Task item A — Reproduce the part of the financial disclosure from "(4) - SUBSEQUENT" to "repurchased to date.", swapping "500,000" for "250,000".
Task item B — Condense the paragraph of the financial disclosure that begins "In October 1998, the Company announced" into a shorter version that keeps its main facts.
Task item C —
Answer these questions from the financial disclosure:
(i) For which periods is the statement effective?
(ii) Up to how many shares of common stock did the Board of Directors authorize management to repurchase?
(iii) Which university is the Company's partner in the strategic partnership?

Under certain conditions, a derivative may be designated as a hedge of (1)
potential changes in the fair value of an asset or liability or firm commitment,
(2) the foreign currency exposure of a forecasted transaction, or (3) the
foreign currency exposure of the net investment in a foreign operation. The
accounting for changes in the fair value of a derivative instrument depends on
the intended use of the derivative and the resulting designation. The statement
is effective for all fiscal quarters of fiscal years beginning after June 15,
1999. The Company's derivative activities are currently limited to entering into
forward contracts to hedge potential changes in the fair value of its
receivables denominated in certain foreign currencies.


(4) - SUBSEQUENT EVENT

    In November 1998, the Board of Directors authorized management of the
Company to repurchase up to 500,000 shares of the Company's common stock. No
shares have been repurchased to date.

    In October 1998, the Company announced a strategic partnership with the 
University of Iowa in which component-level durability sensitivity analysis 
technology developed by the University will be integrated with the Company's 
ADAMS virtual prototyping software to provide system-level durability design 
sensitivity analysis capabilities. In connection with the transaction, the 
Company expects to report a one-time charge in the fourth quarter of 1998 of 
$400,000, associated with the write-off of in-process research and development 
acquired from the University. The purchase price will be allocated to 
in-process research and development as the software has not reached 
technological feasibility and no other tangible or intangible assets have been 
identified.

Saved entries:

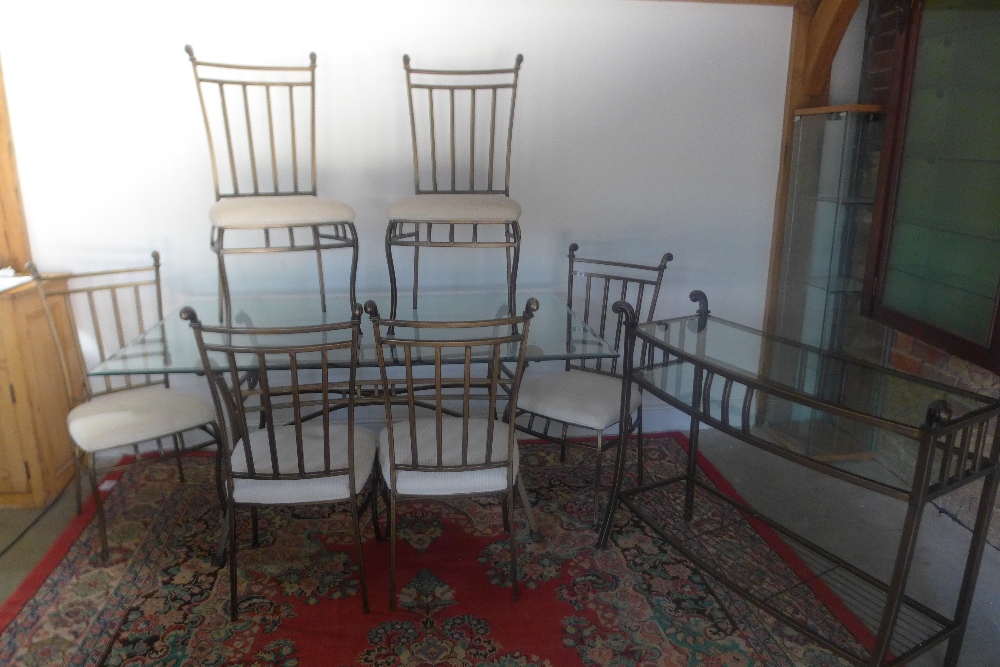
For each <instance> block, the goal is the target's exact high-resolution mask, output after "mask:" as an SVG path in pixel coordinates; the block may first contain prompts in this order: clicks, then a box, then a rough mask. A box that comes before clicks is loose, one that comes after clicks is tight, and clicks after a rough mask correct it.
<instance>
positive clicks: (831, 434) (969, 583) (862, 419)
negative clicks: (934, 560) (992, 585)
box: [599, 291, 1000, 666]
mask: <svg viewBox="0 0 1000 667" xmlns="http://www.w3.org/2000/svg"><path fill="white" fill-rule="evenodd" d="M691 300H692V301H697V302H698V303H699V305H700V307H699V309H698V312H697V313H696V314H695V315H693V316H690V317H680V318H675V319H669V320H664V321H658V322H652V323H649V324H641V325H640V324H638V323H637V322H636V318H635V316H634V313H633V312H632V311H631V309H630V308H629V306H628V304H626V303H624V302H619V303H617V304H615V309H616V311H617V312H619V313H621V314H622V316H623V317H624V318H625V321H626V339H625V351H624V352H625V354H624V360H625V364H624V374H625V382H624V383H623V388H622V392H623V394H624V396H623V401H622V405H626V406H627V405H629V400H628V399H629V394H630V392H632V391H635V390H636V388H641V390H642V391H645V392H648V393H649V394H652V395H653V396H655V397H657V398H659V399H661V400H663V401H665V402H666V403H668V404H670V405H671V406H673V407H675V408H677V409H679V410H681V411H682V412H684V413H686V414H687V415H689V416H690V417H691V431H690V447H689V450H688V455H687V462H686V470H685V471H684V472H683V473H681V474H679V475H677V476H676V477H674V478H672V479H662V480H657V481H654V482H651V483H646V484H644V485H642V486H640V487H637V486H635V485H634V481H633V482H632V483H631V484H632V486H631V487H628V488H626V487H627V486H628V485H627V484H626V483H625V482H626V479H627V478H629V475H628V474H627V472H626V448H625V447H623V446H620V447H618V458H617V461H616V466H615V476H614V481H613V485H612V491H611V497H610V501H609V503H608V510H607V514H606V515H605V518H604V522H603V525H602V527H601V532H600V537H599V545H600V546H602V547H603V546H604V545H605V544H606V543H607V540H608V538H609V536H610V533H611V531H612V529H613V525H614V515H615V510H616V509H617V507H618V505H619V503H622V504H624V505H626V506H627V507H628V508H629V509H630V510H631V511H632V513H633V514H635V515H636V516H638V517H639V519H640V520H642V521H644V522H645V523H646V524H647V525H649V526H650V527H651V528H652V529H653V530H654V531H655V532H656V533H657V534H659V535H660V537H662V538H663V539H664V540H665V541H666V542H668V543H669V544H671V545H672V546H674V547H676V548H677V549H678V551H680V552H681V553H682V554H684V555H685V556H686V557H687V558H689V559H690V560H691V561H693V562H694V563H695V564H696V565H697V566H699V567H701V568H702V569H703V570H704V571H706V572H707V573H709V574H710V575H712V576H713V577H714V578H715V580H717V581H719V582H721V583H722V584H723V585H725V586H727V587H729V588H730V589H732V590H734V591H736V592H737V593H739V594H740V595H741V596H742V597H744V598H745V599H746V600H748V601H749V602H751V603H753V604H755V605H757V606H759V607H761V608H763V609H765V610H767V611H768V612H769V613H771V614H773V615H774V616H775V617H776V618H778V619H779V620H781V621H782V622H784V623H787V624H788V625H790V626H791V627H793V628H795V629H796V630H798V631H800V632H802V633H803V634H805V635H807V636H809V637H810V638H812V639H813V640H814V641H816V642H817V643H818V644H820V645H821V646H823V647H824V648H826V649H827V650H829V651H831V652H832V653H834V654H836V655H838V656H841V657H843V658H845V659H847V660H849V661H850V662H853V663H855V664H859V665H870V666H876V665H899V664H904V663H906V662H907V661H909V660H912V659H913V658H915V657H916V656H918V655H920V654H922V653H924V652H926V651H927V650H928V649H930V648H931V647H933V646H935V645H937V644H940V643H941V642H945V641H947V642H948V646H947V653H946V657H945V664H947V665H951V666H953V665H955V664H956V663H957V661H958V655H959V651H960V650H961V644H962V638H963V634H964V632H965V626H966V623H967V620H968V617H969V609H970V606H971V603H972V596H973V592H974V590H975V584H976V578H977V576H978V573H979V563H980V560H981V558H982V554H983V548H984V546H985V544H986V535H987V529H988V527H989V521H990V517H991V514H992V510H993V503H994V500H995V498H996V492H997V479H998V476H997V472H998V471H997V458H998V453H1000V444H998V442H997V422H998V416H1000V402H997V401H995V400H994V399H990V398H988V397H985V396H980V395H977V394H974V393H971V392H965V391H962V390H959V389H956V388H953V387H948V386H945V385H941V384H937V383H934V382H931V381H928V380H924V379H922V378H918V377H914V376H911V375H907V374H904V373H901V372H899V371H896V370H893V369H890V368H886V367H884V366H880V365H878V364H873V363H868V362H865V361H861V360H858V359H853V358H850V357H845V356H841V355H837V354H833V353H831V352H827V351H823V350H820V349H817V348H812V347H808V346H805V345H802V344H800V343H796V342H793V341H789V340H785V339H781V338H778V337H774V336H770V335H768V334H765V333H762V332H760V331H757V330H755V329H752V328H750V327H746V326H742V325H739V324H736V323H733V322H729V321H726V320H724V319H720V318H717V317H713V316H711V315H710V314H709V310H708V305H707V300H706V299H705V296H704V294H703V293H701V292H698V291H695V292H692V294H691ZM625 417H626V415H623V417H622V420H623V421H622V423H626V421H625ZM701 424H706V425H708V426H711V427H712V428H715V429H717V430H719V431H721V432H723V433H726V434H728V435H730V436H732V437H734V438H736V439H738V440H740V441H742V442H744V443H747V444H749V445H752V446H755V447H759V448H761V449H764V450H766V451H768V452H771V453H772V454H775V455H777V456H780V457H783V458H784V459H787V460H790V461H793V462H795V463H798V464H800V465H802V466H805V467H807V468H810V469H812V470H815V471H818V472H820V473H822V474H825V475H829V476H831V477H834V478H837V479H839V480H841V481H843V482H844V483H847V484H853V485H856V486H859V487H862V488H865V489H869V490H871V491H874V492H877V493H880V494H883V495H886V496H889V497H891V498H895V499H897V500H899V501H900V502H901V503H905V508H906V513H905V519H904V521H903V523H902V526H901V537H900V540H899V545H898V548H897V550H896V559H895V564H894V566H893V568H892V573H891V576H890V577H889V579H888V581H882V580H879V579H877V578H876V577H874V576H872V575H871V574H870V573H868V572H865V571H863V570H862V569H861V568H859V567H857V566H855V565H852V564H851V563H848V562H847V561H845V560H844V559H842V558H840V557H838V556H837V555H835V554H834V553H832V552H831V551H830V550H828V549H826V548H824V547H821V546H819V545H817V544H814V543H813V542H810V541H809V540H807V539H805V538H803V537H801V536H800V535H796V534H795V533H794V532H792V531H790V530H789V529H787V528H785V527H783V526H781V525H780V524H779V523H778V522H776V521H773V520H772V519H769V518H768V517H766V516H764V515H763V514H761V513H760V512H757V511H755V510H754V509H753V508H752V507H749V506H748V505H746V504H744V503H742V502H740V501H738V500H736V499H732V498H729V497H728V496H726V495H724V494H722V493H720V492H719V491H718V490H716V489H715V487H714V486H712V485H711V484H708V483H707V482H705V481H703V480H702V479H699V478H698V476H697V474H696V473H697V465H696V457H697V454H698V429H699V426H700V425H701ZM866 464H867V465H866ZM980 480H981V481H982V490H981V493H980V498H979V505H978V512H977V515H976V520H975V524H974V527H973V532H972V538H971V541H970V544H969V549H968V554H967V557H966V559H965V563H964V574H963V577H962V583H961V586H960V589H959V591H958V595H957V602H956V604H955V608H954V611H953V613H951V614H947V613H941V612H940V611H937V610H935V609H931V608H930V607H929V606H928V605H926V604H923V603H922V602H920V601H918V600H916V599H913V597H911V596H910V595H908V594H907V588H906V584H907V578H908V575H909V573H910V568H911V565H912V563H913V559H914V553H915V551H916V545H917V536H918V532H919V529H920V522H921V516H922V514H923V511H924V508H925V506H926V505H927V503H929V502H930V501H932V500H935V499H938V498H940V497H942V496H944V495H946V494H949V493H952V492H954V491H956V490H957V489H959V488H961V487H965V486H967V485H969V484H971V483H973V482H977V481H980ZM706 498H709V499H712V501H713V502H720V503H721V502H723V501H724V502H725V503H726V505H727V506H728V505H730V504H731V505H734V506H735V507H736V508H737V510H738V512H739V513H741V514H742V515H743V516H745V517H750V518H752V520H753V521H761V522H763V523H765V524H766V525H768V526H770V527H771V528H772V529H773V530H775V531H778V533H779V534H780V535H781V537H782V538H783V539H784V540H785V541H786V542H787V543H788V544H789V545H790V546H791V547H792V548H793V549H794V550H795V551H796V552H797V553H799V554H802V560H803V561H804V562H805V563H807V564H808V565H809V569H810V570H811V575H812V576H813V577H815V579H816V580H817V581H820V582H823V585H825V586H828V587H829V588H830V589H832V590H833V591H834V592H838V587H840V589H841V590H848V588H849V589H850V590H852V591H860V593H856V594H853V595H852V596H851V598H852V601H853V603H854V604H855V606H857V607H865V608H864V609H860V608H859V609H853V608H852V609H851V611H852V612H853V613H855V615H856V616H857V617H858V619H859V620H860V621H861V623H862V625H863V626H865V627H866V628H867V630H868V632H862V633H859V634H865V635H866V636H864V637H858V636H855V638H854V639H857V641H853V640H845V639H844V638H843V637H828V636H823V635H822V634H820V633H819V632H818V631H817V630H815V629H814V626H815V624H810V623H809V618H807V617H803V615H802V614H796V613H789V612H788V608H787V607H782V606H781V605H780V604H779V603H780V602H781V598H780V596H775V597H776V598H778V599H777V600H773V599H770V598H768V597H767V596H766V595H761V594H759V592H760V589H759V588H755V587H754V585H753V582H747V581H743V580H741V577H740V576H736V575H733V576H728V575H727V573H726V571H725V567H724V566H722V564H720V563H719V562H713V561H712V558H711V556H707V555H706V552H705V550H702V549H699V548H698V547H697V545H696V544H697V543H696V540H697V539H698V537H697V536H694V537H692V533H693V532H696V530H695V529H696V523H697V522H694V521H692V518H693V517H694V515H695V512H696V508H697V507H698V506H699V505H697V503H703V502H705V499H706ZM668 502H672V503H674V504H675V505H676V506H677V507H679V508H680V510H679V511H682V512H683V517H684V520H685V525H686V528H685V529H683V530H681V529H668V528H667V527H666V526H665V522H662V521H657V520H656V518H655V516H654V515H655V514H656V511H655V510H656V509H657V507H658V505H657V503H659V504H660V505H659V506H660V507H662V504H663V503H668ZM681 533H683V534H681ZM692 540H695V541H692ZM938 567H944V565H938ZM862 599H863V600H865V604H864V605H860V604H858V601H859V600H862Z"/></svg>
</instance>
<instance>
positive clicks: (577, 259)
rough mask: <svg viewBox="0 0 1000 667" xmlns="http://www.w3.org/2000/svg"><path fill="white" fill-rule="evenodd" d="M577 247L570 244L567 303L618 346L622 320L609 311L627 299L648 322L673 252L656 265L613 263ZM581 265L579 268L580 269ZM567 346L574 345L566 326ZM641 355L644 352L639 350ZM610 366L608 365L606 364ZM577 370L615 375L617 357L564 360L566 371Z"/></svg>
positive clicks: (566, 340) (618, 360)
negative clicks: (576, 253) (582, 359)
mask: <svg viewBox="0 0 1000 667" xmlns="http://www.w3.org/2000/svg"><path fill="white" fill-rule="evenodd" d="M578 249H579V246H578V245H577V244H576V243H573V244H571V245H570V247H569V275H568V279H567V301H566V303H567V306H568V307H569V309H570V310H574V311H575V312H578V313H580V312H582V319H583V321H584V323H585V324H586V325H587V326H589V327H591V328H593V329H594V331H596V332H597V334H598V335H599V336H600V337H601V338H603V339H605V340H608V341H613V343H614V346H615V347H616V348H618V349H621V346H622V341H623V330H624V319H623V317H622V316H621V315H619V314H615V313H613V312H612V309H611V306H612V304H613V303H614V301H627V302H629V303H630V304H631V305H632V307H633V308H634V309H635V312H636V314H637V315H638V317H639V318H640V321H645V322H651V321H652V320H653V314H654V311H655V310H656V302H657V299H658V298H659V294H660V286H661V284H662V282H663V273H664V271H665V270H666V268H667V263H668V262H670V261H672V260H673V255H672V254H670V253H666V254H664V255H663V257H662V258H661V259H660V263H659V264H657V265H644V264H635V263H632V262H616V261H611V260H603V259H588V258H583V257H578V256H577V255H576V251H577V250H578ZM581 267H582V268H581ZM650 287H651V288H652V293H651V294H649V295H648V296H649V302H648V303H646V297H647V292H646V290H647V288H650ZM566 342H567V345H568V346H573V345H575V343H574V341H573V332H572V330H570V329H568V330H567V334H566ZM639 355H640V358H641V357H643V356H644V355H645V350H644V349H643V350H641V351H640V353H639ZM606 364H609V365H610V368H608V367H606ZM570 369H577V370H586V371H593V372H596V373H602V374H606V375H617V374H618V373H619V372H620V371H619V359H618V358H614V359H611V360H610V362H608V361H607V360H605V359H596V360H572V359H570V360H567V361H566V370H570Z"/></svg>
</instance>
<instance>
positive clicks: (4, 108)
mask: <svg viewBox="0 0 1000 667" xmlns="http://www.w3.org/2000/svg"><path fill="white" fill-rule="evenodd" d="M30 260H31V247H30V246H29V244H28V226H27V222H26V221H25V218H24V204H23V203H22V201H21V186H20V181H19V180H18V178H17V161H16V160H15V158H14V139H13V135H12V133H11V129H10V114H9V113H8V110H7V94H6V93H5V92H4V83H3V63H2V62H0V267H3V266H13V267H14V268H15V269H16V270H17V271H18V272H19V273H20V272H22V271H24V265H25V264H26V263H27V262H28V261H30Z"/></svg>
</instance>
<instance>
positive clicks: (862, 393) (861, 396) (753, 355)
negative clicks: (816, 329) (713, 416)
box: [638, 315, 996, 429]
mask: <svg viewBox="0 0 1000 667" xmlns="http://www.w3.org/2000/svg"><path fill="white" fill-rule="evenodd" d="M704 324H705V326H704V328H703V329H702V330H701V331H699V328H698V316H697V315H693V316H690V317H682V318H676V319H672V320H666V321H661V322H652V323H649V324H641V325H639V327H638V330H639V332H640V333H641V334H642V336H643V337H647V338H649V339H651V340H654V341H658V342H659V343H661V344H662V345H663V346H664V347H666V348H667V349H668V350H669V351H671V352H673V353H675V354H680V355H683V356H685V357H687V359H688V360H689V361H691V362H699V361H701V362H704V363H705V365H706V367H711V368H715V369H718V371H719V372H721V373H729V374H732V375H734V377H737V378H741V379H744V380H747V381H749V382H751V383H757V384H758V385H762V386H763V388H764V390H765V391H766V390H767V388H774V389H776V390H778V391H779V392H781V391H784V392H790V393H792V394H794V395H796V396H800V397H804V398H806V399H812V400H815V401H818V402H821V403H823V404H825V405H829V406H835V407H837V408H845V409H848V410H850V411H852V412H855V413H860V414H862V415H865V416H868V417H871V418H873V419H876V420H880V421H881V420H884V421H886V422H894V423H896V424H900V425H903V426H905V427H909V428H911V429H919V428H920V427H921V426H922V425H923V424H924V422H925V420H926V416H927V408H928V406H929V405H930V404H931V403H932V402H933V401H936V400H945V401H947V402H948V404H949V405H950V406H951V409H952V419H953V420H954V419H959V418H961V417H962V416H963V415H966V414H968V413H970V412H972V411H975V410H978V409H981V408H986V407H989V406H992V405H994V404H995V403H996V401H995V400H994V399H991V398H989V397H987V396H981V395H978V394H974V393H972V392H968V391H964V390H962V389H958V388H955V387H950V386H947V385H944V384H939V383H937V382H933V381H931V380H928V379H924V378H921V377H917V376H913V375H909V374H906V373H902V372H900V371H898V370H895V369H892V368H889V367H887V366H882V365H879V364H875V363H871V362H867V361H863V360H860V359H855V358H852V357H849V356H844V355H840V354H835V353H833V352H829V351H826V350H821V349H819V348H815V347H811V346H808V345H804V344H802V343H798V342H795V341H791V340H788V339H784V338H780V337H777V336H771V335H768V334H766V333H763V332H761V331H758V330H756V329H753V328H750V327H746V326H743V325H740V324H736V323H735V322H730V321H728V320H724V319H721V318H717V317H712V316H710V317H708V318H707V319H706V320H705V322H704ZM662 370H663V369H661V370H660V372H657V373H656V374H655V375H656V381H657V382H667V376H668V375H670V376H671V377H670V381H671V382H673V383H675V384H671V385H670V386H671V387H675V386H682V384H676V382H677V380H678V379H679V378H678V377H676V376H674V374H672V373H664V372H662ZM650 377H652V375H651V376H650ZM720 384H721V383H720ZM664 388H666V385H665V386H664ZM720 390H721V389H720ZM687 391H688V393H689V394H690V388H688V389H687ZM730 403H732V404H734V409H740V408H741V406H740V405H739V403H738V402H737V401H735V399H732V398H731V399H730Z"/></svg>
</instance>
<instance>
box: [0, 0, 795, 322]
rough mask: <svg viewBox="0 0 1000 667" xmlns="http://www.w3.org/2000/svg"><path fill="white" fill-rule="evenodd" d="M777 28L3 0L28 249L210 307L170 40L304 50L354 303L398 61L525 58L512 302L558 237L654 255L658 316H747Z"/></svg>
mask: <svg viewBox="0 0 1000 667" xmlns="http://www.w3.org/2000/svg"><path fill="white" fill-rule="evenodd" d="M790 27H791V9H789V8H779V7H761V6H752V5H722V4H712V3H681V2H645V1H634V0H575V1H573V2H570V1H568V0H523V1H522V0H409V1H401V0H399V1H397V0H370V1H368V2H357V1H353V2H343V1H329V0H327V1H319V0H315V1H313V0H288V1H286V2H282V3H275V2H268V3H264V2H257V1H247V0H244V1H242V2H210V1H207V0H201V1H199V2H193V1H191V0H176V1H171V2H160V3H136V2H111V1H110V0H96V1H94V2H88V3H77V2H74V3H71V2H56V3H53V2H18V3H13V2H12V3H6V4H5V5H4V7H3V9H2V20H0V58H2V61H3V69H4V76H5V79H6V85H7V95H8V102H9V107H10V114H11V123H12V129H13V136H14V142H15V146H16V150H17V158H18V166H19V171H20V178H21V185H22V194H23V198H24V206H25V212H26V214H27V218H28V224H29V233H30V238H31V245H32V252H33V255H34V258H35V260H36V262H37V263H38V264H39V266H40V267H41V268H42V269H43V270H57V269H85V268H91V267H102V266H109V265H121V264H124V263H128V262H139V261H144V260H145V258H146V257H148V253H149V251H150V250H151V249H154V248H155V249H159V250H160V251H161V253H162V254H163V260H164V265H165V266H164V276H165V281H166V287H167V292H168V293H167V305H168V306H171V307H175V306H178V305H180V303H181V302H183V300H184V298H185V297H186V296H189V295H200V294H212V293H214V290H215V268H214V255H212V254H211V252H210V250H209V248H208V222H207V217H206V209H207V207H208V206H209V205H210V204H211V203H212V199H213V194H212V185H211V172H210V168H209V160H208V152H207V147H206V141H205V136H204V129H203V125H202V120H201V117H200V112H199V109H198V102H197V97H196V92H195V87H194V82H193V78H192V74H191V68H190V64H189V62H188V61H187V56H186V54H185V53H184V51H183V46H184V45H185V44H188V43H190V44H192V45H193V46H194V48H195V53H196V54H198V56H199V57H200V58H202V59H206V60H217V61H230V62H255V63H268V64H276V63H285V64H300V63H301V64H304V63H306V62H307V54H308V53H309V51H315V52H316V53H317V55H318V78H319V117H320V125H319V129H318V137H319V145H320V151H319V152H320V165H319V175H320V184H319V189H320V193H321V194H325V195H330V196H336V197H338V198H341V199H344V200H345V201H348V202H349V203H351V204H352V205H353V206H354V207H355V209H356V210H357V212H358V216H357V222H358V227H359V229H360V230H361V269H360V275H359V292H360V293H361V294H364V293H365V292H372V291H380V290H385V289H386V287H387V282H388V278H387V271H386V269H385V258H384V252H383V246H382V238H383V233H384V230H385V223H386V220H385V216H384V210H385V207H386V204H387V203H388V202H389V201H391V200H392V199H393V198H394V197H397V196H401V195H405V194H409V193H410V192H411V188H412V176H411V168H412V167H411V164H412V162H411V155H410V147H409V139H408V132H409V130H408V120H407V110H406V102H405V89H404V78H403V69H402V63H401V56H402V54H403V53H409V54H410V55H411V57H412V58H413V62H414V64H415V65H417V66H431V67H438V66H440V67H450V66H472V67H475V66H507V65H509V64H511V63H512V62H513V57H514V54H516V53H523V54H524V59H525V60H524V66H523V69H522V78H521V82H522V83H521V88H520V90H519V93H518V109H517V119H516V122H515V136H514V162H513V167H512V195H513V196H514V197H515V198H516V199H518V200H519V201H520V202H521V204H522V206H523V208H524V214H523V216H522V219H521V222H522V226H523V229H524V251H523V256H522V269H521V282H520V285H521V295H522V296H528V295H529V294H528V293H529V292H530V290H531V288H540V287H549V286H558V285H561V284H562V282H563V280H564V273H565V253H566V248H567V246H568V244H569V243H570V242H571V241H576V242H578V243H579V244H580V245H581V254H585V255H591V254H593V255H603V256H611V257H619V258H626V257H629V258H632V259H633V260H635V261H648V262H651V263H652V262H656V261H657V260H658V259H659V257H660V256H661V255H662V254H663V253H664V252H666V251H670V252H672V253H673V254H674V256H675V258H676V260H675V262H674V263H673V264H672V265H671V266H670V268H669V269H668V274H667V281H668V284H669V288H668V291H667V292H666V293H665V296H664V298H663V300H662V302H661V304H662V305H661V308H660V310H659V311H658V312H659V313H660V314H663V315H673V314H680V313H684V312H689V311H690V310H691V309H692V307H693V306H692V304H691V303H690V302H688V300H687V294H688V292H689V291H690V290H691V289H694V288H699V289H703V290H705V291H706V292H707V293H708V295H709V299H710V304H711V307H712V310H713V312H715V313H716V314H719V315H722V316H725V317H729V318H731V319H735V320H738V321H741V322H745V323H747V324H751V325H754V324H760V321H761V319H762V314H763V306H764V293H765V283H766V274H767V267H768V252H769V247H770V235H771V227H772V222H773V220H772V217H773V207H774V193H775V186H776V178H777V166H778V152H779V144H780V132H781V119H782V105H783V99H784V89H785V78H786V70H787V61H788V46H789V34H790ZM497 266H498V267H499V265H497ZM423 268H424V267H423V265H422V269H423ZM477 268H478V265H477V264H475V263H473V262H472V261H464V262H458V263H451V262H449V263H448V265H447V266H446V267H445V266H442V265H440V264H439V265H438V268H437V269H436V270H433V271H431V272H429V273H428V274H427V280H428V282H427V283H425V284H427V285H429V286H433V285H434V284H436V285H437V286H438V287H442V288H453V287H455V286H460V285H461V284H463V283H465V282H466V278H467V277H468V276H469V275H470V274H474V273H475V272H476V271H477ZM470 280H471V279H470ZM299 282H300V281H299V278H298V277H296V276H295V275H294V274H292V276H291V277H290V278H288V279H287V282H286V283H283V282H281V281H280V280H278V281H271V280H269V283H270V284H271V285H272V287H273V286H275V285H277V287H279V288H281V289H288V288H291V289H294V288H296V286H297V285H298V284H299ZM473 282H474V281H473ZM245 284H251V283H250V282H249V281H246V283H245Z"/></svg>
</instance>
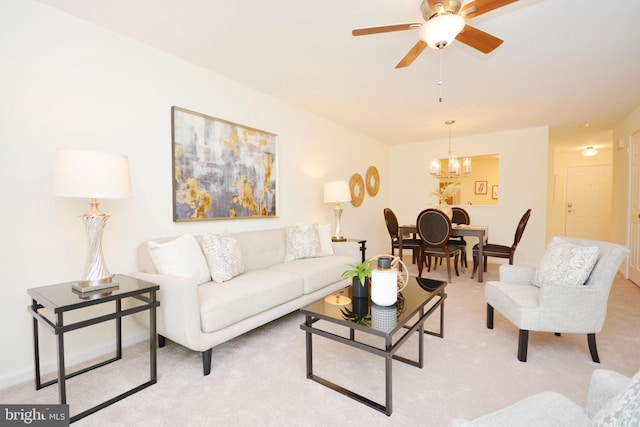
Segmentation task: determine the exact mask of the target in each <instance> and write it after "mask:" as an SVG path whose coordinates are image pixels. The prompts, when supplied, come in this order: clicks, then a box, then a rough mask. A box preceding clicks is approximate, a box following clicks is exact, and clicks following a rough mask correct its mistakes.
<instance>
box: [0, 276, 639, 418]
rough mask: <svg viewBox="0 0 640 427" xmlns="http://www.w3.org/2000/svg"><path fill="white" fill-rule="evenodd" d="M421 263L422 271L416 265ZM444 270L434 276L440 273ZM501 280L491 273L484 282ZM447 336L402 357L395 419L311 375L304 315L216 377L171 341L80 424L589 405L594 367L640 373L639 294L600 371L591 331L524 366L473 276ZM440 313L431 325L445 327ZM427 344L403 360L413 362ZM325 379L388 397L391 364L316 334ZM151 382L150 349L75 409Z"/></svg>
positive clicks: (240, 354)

Written solution A —
(4) - SUBSEQUENT EVENT

    In November 1998, the Board of Directors authorized management of the
Company to repurchase up to 250,000 shares of the Company's common stock. No
shares have been repurchased to date.

Written solution B — In October 1998, the Company announced a strategic partnership with the University of Iowa. The University's component-level durability sensitivity analysis technology will be integrated into the Company's ADAMS virtual prototyping software to provide system-level durability design sensitivity analysis. The Company expects a one-time charge of $400,000 in the fourth quarter of 1998 for writing off in-process research and development acquired from the University. The purchase price will be allocated to in-process research and development because the software has not reached technological feasibility and no other tangible or intangible assets have been identified.

Written solution C —
(i) All fiscal quarters of fiscal years beginning after June 15, 1999.
(ii) Up to 500,000 shares.
(iii) The University of Iowa.